## Written exercise:
Extract every record, keeping each one exactly as it is.
[Records for the task start]
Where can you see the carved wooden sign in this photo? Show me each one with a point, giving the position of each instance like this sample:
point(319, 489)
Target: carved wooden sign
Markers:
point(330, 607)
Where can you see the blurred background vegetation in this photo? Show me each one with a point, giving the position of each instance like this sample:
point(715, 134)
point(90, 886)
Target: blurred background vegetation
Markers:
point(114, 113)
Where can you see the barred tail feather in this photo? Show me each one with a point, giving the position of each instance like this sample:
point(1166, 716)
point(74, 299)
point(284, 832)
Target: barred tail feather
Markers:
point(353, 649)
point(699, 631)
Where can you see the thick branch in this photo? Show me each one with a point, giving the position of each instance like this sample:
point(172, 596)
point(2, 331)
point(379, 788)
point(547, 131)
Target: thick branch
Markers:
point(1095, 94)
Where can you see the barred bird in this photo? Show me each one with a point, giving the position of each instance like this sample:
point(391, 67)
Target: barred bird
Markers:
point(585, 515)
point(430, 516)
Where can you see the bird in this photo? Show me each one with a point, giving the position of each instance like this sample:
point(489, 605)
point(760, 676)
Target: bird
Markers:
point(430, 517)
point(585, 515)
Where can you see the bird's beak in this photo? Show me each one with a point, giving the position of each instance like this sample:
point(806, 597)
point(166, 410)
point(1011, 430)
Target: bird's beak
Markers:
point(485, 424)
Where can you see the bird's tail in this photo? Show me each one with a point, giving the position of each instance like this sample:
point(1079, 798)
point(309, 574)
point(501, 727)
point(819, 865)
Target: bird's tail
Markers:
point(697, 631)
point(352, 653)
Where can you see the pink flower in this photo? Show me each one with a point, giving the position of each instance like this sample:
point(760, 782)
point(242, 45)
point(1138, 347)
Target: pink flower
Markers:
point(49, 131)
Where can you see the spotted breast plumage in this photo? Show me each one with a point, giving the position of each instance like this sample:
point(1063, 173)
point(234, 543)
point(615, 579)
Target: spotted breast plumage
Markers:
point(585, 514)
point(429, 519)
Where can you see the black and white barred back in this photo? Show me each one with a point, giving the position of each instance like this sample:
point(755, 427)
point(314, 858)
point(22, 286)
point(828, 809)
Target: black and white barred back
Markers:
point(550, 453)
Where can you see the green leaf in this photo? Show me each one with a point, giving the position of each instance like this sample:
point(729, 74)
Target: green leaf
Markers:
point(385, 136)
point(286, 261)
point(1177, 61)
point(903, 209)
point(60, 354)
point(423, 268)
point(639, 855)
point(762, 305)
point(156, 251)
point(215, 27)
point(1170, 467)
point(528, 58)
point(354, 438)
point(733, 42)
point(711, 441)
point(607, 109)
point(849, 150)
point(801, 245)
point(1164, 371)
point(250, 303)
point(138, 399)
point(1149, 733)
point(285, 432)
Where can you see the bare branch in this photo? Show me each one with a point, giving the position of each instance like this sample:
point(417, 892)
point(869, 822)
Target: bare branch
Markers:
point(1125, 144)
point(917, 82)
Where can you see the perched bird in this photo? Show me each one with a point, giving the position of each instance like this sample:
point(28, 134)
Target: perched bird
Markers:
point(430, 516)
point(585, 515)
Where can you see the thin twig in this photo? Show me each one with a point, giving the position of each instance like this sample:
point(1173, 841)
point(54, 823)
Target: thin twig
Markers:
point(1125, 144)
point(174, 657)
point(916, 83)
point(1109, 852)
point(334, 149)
[Records for the task end]
## Full solution:
Where can you see the carved wooden sign in this photo? Show me each one with a point, giving the position of each instance like this sample:
point(319, 489)
Target: carved wooden sign
Markers:
point(330, 607)
Where can you see the blurred background vegetation in this photo? Show me each one with a point, giving the position of each instance like this sample:
point(715, 134)
point(90, 886)
Target: blurred background vegetation
Markers:
point(114, 113)
Where can you see the barred tail feather in this photo? Show me each one with a point, giving the position of each instance like this sample:
point(1166, 716)
point(74, 299)
point(284, 832)
Target: barred tail feather
Markers:
point(353, 649)
point(699, 631)
Where can you see the thick branch in this photo? Show me each one with a point, giving the position of each instance like this sample:
point(172, 596)
point(2, 331)
point(379, 788)
point(547, 131)
Target: thick branch
Markers:
point(1095, 94)
Where can you see the barred bird in this photo? Show me each one with a point, giving the position of each instance like this sample:
point(391, 67)
Target: barred bird
Markers:
point(585, 515)
point(430, 516)
Where can you see the bird in this photo? Show me each one with a point, giving the position of each instance like this sample:
point(489, 605)
point(760, 676)
Target: bird
Markers:
point(430, 517)
point(585, 515)
Where can you see the bird's beak in this photo? Show me each one with a point, giving the position of each instance like this sample:
point(806, 597)
point(166, 410)
point(1011, 430)
Target: bird's beak
Markers:
point(485, 424)
Where can you see the bird's tail in this photo? Show me each one with a point, giving the position of each instance like this sample:
point(1079, 798)
point(309, 574)
point(501, 727)
point(819, 865)
Target: bird's tail
Markers:
point(697, 631)
point(352, 653)
Where can you see the pink flower in this photo? Show me each one with a point, giving the position of each instance like this sample:
point(760, 782)
point(242, 45)
point(1138, 347)
Target: pink flower
Markers:
point(49, 131)
Where can you see the spotted breast plumage in this photo? Show me each one with a point, giving the position of each instance like this sample:
point(1063, 173)
point(234, 543)
point(615, 579)
Target: spotted breast plumage
Markers:
point(585, 514)
point(429, 519)
Where can you see the black and white barred back in this photo? Show me each one with a point, giving the position of each instance like this sample:
point(755, 427)
point(314, 858)
point(22, 286)
point(828, 809)
Target: black and white barred back
Markers:
point(550, 453)
Where can you see the green leaf in this photo? Show me each one with a point, giving the position of each instance like this sample:
point(729, 74)
Target: green leaf
Markers:
point(385, 136)
point(286, 261)
point(1177, 61)
point(903, 209)
point(60, 354)
point(423, 268)
point(639, 855)
point(762, 305)
point(156, 251)
point(215, 27)
point(1170, 467)
point(528, 58)
point(354, 438)
point(733, 42)
point(711, 441)
point(607, 109)
point(849, 150)
point(801, 245)
point(1164, 371)
point(250, 303)
point(138, 399)
point(1149, 733)
point(285, 432)
Where can you see the bare branch in this photo? Show me each one with a point, giving the position of each instance like this sample:
point(417, 892)
point(869, 822)
Target: bare branch
Markers:
point(1125, 144)
point(917, 82)
Where can you see the perched bird in this photo? Show me each one with a point, giving the position of each instance like this sample:
point(28, 134)
Target: perched bird
Markers:
point(430, 516)
point(585, 515)
Where can you see the thin twig in this photo? Show me each one with a point, giving the position of each instance like this sample:
point(1173, 841)
point(54, 823)
Target: thin twig
Markers:
point(1125, 144)
point(174, 657)
point(916, 83)
point(1109, 852)
point(334, 149)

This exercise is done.